Direction: Rewrite the listing below as a Markdown table with the columns Row and Line, starting at the line that contains "Where can you spot the orange" and ending at the last line of the listing, both included. Number the rows in order and omit any blank lines.
── Provided material
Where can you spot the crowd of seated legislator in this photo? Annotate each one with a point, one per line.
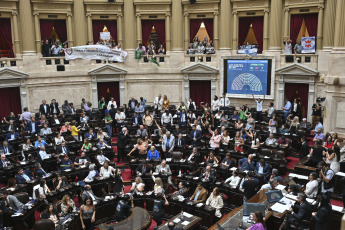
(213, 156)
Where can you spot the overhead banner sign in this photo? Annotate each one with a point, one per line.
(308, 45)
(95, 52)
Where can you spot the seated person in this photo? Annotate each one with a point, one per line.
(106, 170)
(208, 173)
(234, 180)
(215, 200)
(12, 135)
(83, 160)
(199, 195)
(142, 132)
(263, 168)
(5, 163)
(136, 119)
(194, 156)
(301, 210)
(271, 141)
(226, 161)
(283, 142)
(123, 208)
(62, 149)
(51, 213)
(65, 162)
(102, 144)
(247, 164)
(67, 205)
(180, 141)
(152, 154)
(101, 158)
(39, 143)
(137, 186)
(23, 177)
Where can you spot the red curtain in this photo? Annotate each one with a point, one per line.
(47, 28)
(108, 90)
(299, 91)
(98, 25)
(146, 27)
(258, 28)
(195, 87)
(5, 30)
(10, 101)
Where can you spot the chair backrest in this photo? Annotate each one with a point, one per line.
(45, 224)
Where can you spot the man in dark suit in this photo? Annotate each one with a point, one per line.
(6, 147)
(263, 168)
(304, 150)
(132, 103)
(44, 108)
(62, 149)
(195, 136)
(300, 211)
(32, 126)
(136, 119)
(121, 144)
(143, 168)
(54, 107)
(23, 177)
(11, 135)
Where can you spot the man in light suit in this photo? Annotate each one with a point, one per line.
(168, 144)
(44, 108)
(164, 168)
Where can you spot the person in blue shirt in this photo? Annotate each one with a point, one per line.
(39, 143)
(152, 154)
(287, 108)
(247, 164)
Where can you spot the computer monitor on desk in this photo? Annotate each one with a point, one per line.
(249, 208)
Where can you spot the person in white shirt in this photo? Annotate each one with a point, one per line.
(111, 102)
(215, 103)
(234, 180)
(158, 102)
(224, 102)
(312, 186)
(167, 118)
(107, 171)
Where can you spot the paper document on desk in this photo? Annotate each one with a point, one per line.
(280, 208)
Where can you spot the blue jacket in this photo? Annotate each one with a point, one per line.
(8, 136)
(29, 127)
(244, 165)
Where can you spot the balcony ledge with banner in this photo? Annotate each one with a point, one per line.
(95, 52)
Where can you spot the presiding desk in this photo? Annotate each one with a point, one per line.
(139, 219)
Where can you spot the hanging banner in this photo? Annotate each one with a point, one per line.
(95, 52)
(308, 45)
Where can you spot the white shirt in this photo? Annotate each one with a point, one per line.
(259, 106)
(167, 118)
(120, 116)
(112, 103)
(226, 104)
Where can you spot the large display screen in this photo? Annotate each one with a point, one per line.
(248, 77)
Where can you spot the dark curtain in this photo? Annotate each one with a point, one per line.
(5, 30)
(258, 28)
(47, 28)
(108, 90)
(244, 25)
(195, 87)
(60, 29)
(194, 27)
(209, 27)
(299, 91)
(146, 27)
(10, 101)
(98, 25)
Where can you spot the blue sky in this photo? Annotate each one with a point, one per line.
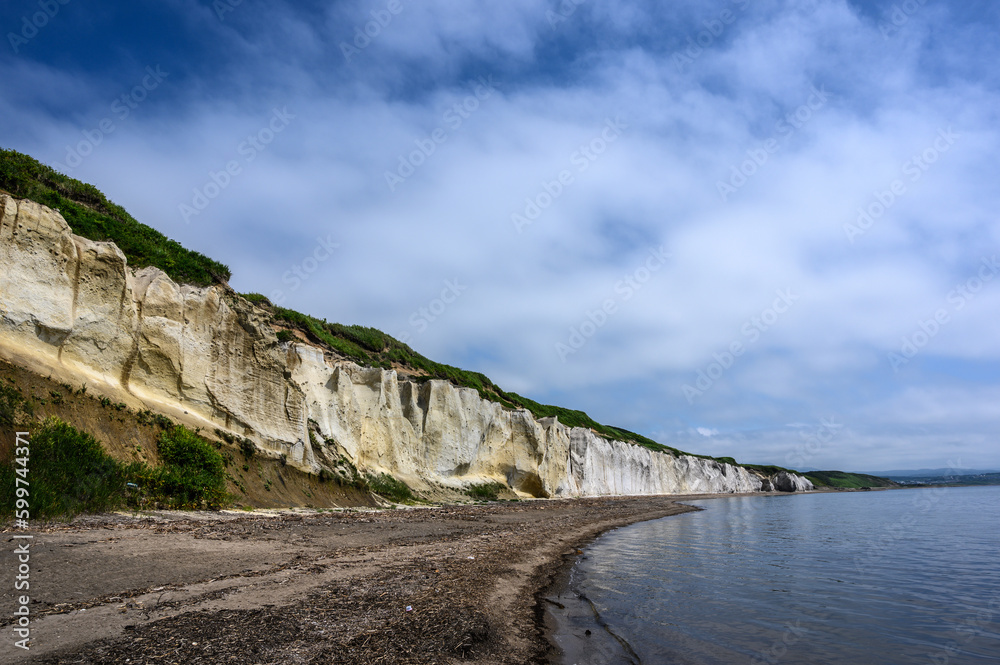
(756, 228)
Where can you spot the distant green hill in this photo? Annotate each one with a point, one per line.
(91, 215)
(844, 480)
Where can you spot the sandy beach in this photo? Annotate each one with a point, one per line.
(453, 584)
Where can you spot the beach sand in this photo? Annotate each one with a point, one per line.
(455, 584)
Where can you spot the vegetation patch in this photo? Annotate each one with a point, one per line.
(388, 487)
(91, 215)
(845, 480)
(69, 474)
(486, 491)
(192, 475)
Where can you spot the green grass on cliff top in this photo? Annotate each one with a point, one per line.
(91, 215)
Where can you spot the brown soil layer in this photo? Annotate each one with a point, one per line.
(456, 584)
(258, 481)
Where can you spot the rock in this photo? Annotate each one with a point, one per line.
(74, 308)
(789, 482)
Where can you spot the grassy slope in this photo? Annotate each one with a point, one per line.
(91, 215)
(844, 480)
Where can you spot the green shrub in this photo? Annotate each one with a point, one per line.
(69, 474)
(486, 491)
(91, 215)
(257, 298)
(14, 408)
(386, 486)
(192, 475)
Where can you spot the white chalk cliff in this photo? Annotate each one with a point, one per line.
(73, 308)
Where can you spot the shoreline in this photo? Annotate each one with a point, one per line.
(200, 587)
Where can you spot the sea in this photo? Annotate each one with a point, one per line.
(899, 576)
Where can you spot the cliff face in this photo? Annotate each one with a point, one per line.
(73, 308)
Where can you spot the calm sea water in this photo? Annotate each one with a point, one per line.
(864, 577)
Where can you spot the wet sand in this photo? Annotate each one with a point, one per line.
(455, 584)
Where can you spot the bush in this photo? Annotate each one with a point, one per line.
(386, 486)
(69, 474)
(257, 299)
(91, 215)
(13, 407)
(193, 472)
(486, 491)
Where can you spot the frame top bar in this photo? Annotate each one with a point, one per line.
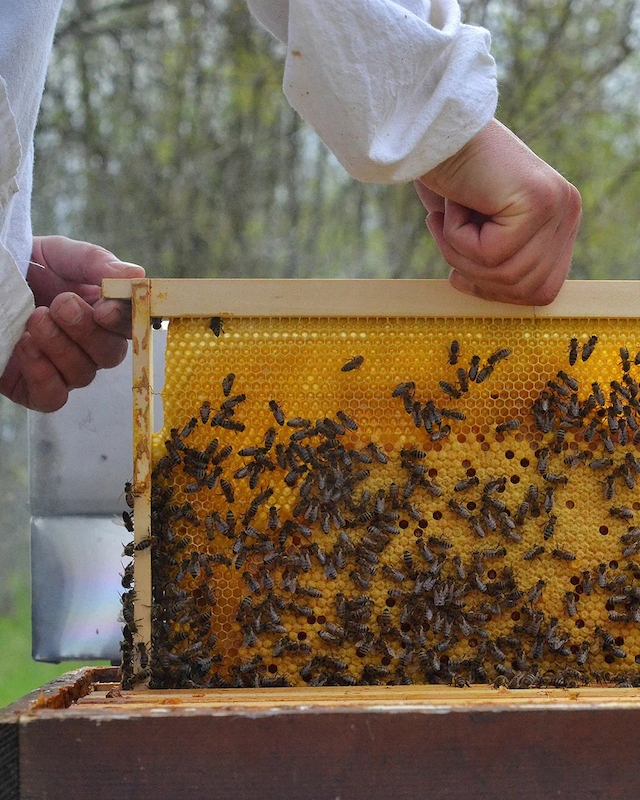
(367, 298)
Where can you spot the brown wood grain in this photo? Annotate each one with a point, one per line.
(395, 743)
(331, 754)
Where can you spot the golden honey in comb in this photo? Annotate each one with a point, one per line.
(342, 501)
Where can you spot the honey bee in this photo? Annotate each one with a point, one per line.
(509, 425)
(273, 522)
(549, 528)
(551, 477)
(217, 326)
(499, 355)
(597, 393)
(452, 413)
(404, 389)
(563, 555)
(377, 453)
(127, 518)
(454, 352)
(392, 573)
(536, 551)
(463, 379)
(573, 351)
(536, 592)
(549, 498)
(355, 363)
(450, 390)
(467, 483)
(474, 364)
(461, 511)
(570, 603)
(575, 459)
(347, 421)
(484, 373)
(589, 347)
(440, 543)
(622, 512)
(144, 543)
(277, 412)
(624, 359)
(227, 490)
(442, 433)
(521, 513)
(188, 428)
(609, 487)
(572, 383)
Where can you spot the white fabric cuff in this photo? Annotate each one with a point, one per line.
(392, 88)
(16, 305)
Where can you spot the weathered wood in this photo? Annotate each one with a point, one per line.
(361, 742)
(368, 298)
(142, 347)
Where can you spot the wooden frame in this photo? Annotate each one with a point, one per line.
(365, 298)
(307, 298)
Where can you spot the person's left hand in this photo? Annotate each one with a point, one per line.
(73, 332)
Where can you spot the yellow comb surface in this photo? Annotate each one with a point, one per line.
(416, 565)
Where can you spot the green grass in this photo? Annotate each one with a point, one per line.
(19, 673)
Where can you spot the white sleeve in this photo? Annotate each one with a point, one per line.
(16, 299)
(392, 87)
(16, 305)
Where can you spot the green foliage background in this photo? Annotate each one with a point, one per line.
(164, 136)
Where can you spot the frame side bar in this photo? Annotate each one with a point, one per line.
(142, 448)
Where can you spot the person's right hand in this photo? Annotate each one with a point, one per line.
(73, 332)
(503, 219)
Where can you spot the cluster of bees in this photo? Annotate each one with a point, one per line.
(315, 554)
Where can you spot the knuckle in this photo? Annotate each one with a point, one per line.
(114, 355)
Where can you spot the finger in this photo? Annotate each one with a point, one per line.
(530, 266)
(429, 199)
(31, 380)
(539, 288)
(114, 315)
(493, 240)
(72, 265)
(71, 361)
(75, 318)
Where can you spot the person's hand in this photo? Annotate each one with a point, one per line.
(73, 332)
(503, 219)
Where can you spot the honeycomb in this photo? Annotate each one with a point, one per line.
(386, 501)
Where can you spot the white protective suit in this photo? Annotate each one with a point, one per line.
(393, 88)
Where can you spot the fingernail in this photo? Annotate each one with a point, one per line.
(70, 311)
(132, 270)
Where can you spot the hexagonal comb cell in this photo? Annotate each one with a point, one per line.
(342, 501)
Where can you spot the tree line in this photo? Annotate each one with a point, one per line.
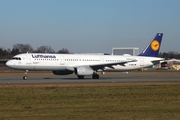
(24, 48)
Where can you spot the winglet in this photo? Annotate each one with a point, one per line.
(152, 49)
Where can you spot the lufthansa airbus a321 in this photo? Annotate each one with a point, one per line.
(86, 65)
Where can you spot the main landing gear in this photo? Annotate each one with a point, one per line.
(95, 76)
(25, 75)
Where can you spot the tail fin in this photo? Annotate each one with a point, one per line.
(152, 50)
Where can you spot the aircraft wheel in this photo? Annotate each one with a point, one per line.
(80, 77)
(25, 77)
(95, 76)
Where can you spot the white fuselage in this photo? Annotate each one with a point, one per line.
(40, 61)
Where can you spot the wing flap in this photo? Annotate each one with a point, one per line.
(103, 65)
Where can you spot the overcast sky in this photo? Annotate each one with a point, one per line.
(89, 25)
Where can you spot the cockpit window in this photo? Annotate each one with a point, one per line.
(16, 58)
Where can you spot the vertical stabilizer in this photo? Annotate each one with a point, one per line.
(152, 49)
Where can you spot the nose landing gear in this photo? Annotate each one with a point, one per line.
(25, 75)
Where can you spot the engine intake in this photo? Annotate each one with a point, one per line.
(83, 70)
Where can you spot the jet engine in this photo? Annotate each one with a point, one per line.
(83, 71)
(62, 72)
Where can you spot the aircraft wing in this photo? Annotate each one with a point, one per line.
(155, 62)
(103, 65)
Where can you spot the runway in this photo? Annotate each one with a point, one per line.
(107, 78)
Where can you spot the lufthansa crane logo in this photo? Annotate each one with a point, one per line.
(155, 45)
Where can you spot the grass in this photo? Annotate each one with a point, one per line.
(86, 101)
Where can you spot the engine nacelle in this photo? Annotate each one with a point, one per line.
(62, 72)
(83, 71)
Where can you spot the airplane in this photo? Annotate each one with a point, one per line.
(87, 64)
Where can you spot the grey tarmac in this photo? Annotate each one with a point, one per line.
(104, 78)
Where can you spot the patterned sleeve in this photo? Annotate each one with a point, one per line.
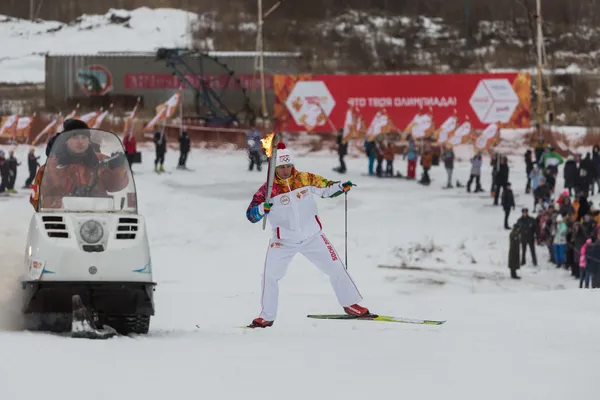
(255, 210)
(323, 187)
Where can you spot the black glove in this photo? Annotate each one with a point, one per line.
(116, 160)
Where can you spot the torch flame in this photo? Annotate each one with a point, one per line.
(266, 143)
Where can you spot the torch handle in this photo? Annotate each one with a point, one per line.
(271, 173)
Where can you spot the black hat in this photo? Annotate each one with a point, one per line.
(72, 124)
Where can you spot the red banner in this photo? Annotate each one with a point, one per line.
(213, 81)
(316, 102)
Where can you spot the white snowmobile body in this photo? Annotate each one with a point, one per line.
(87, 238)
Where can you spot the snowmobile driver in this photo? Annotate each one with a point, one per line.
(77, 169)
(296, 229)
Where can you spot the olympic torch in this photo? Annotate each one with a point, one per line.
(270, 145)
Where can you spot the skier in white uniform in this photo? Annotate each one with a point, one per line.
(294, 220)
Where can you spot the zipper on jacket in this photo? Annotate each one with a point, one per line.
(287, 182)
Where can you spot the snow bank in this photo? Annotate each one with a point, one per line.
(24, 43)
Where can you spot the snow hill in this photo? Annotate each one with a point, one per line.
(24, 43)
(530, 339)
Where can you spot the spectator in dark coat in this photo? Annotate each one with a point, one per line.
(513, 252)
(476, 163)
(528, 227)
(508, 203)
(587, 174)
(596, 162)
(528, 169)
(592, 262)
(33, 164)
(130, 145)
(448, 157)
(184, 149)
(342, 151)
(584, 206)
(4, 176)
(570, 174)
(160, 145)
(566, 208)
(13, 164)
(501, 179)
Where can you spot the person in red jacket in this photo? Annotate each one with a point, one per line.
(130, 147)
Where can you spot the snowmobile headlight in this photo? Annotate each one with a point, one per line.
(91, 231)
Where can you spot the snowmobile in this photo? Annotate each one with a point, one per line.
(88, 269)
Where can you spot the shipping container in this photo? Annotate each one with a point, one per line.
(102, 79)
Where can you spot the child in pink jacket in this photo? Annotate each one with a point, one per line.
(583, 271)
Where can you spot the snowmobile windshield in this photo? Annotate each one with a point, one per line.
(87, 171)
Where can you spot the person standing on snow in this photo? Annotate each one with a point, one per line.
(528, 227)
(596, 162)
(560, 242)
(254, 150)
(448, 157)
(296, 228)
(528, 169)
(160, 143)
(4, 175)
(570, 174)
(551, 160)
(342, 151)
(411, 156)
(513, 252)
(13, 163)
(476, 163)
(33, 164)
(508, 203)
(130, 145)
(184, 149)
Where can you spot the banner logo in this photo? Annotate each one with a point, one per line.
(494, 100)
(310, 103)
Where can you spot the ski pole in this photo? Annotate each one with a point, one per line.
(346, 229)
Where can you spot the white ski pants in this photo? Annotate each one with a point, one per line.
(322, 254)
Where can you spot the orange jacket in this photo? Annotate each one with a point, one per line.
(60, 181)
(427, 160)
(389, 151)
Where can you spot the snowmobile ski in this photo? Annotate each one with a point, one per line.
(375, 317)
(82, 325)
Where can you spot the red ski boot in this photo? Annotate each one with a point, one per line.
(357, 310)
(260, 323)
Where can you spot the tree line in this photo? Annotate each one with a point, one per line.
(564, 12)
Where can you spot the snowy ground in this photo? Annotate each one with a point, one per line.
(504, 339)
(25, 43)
────
Solution:
| Row | Line |
|---|---|
| 1 | Where can you spot the orange jacket in this photo? Annotate each one with a point, one per line. |
| 2 | (60, 181) |
| 3 | (427, 160) |
| 4 | (389, 151) |
| 5 | Where can you spot the snowmobile ski in this photo? Annotate each one with a point, one per line. |
| 6 | (375, 317) |
| 7 | (82, 325) |
| 8 | Where can you spot the red ski boot in this photo? Annotate each one with a point, one per line. |
| 9 | (357, 310) |
| 10 | (260, 323) |
| 11 | Where can you spot the tree line in this photo? Annotate each one with a point, one per line. |
| 12 | (564, 12) |
| 13 | Where can you spot the snowy ground in this photo? Annotate each one with a point, one per line. |
| 14 | (504, 339) |
| 15 | (25, 43) |